What you have to do ->
Answer these questions from the text below on Arkansas college scholarships:
(a) What percentage of Arkansas' state-funded college scholarships are based solely on merit?
(b) About what percentage of Arkansas residents have a bachelor's degree?
(c) Under the law passed this year by the Legislature, what is the only requirement for Academic Challenge Scholarships?

Category Archives: Education

Do needy students merit more scholarships?

By Steve Brawner
© 2015 by Steve Brawner Communications, Inc.

Let’s jump straight into the facts. According to a new report, “Closing the Gap,” by the Arkansas Department of Higher Education, 94 percent of Arkansas’ state-funded college scholarships are based solely on merit – ACT scores, etc. – while 6 percent also are based on need. Only two states and the District of Columbia are weighted more toward merit. The national average, on the other hand, is 75 percent need-based.

The fact that Arkansas is doing things differently than the rest of the nation should matter, considering it has the second lowest percentage of residents with a college degree. (Thank goodness for West Virginia!) About 14 percent of us have a bachelor’s degree, while 7 percent of us also have a master’s degree or higher. Another 7 percent have an associate’s degree.

The 94-6 percent ratio is the result of the growth of Academic Challenge Scholarships awards, which are largely funded through the lottery and are entirely merit based. In the past, the scholarships went to students who scored a 19 on the ACT or earned a 2.5 grade point average in high school. A law passed this year by the Legislature makes the 19 on the ACT the only requirement, which may have been a mistake because grade point average supposedly is a better predictor of college success than standardized test scores.

(Segmentation labeling data)
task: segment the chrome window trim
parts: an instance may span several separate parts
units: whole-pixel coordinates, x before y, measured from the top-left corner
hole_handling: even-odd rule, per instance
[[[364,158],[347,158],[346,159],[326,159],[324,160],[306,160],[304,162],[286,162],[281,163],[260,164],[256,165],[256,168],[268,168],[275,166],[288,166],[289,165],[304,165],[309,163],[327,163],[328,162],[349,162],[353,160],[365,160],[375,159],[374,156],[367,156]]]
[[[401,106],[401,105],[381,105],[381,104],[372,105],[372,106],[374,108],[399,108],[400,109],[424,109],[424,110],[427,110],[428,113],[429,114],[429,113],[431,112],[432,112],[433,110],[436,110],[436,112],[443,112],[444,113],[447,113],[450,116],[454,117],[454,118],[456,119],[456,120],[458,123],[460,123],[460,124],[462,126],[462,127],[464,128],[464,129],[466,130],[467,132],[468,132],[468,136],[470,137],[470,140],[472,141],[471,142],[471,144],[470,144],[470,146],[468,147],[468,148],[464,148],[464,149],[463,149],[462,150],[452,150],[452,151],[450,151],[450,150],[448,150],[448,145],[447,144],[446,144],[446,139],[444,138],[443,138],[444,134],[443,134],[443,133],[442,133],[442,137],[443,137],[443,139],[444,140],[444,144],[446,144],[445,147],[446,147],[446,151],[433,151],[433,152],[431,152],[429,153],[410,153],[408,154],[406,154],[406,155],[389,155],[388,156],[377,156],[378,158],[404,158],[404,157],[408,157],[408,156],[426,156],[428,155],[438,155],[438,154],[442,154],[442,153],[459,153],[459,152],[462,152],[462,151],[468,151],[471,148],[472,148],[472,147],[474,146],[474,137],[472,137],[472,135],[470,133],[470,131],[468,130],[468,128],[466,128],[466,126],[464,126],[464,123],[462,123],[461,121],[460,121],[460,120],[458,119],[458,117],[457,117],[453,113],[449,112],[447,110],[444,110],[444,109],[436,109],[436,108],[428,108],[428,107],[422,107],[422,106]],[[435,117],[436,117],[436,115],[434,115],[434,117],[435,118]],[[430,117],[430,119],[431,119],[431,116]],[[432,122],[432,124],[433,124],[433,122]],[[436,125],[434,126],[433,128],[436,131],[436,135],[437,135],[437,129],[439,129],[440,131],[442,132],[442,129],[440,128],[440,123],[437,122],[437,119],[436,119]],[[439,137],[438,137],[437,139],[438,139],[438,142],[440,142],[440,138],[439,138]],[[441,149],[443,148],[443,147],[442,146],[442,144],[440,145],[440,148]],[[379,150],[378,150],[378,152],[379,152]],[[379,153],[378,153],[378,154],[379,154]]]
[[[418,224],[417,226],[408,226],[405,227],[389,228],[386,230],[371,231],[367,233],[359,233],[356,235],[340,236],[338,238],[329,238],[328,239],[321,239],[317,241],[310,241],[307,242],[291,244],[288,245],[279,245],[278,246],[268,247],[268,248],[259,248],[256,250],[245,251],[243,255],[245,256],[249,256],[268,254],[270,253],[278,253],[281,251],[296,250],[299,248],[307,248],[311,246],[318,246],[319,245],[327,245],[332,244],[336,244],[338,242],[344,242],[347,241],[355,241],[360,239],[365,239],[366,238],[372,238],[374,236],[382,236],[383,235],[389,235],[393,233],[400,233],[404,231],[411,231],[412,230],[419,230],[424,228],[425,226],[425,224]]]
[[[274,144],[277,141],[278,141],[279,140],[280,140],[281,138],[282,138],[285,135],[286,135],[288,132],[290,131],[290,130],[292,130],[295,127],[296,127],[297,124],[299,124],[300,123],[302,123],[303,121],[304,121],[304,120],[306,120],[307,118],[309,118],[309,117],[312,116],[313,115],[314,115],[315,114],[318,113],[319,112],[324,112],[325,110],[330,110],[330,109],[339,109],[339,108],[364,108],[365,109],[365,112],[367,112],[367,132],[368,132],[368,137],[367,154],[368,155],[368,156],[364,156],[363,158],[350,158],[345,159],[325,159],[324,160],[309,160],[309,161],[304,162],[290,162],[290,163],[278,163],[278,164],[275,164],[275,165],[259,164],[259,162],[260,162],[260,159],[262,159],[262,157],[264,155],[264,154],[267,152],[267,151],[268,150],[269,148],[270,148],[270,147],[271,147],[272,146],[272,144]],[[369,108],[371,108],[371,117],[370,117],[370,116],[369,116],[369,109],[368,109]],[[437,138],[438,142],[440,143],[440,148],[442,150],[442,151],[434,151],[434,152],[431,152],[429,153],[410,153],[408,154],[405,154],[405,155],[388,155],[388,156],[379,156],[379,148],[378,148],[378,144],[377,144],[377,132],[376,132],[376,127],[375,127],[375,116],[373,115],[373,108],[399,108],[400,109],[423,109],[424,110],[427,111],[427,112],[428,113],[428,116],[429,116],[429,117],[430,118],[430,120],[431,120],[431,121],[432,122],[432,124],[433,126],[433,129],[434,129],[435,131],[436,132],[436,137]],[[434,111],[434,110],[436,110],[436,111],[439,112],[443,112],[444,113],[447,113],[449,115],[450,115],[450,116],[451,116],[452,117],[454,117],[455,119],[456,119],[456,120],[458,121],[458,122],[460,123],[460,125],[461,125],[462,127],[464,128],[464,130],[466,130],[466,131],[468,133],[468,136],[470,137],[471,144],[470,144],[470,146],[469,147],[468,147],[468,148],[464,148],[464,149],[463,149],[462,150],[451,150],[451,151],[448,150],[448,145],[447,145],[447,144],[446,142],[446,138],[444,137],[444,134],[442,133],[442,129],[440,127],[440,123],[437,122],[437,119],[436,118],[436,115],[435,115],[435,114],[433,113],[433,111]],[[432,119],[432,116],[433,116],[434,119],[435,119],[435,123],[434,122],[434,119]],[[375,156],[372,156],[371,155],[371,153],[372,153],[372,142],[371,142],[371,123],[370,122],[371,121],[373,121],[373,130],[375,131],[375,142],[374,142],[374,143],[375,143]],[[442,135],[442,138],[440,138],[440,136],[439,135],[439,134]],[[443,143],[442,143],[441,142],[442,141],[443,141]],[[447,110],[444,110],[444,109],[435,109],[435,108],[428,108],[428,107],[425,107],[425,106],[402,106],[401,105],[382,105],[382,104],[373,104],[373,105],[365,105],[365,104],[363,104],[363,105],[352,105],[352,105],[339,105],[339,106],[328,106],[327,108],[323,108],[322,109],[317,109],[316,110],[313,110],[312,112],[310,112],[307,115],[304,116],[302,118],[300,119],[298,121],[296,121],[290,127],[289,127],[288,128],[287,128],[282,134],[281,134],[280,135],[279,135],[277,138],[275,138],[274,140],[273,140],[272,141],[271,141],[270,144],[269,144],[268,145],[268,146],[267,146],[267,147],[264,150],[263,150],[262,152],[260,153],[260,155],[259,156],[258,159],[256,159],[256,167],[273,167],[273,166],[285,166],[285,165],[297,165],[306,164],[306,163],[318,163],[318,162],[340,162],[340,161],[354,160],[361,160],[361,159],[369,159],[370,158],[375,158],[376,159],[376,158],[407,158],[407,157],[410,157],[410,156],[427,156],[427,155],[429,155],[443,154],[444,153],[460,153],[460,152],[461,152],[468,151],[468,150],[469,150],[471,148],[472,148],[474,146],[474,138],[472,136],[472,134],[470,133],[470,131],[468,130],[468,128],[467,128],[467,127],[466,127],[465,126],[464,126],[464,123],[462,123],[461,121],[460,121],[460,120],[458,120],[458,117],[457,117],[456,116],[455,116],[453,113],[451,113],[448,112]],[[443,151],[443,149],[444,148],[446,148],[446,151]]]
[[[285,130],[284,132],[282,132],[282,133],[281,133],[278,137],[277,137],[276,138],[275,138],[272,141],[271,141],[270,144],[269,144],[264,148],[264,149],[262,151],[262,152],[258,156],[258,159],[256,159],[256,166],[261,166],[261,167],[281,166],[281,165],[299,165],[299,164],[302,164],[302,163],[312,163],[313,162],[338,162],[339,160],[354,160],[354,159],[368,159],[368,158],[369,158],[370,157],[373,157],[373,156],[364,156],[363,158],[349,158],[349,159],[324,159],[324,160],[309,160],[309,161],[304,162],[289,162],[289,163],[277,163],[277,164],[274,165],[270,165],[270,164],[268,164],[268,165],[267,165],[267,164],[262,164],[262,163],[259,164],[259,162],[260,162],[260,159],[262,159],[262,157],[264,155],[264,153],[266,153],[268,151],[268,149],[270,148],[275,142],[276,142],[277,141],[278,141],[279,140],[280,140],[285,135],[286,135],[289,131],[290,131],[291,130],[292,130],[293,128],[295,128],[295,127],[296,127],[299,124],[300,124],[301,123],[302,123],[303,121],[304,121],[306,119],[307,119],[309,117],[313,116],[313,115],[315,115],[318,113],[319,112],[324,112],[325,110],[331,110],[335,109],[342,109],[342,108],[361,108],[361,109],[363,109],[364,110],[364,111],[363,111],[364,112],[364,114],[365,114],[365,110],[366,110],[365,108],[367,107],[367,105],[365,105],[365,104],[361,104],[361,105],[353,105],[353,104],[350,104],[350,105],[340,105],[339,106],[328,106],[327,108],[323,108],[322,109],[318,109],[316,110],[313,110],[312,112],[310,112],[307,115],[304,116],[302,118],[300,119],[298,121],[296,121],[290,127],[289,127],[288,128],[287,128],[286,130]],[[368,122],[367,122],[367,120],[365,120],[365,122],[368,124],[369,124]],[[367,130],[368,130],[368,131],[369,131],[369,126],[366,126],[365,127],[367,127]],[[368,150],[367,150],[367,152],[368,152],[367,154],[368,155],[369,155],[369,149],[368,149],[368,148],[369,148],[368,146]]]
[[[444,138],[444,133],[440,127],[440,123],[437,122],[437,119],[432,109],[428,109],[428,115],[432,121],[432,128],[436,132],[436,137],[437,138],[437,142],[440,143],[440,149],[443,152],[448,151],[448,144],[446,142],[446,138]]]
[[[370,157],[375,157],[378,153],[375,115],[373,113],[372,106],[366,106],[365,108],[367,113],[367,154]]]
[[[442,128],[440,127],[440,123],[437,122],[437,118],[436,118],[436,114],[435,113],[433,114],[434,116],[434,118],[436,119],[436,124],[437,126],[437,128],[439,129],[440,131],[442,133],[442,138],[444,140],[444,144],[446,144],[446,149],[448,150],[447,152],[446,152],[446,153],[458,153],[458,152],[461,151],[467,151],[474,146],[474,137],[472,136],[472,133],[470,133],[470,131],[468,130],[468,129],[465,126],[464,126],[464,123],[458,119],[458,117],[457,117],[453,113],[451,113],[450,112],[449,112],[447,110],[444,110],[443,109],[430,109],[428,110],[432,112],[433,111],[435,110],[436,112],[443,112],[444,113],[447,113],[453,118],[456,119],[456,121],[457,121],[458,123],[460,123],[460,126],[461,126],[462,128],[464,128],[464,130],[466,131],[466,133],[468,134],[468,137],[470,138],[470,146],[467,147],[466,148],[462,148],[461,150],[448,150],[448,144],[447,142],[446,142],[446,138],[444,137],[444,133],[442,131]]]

---

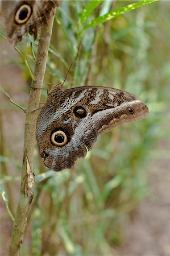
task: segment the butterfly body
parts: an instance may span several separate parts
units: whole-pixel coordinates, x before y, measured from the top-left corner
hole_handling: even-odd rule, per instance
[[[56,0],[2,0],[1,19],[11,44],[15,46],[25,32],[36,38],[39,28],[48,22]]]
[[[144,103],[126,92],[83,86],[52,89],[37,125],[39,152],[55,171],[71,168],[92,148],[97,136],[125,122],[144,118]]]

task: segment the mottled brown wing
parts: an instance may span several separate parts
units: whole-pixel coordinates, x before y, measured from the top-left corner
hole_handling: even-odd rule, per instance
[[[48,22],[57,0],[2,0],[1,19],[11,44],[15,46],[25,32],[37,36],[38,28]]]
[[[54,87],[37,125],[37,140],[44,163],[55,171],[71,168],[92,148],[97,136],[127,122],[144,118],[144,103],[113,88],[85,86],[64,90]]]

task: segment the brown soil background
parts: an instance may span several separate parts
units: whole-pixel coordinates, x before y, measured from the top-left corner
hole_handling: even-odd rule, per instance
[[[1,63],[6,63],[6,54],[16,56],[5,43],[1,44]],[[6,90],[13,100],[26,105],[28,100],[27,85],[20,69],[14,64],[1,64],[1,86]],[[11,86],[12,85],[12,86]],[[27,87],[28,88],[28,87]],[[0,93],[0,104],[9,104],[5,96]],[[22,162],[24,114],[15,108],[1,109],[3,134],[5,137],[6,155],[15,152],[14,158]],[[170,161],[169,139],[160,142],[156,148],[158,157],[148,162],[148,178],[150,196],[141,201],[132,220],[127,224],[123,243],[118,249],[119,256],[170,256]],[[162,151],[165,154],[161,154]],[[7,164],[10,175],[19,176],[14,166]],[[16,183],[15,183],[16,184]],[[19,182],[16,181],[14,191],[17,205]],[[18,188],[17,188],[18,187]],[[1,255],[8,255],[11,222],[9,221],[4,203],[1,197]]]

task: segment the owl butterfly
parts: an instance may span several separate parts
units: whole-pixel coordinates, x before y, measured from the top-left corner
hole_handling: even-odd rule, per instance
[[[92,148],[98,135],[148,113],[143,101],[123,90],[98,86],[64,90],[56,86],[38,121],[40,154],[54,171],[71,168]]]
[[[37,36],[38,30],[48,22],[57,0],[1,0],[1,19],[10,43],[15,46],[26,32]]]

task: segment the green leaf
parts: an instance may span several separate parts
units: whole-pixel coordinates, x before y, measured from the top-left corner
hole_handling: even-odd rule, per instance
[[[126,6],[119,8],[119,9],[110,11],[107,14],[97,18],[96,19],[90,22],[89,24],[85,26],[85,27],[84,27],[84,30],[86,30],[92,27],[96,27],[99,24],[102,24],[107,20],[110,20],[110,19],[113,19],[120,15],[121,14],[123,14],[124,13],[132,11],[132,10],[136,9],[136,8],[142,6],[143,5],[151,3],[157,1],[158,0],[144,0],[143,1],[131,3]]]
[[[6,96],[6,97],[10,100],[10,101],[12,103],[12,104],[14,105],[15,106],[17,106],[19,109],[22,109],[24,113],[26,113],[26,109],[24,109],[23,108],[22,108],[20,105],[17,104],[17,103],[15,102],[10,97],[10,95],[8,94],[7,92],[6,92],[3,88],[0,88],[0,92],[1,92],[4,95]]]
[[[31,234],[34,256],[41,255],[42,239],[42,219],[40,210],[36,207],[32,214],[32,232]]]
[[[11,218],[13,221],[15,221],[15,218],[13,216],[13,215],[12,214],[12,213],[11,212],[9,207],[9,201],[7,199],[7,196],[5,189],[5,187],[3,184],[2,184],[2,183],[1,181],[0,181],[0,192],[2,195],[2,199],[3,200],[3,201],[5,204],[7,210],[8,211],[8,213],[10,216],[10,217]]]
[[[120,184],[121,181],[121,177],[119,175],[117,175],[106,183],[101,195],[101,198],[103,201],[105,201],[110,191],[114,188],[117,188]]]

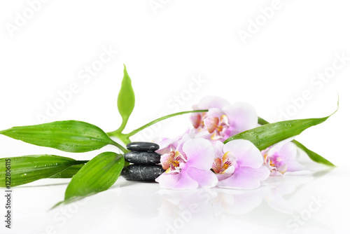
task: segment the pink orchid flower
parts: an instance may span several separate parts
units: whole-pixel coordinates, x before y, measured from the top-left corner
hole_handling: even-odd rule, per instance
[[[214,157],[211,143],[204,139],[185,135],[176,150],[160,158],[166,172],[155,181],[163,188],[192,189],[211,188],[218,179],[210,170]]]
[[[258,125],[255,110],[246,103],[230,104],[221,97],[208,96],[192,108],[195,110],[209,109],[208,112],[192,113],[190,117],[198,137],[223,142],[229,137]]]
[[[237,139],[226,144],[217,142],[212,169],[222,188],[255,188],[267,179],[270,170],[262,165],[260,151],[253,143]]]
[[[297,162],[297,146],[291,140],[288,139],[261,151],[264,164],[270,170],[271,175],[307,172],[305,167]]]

The solution ->
(a) 94 percent
(b) About 14 percent
(c) A score of 19 on the ACT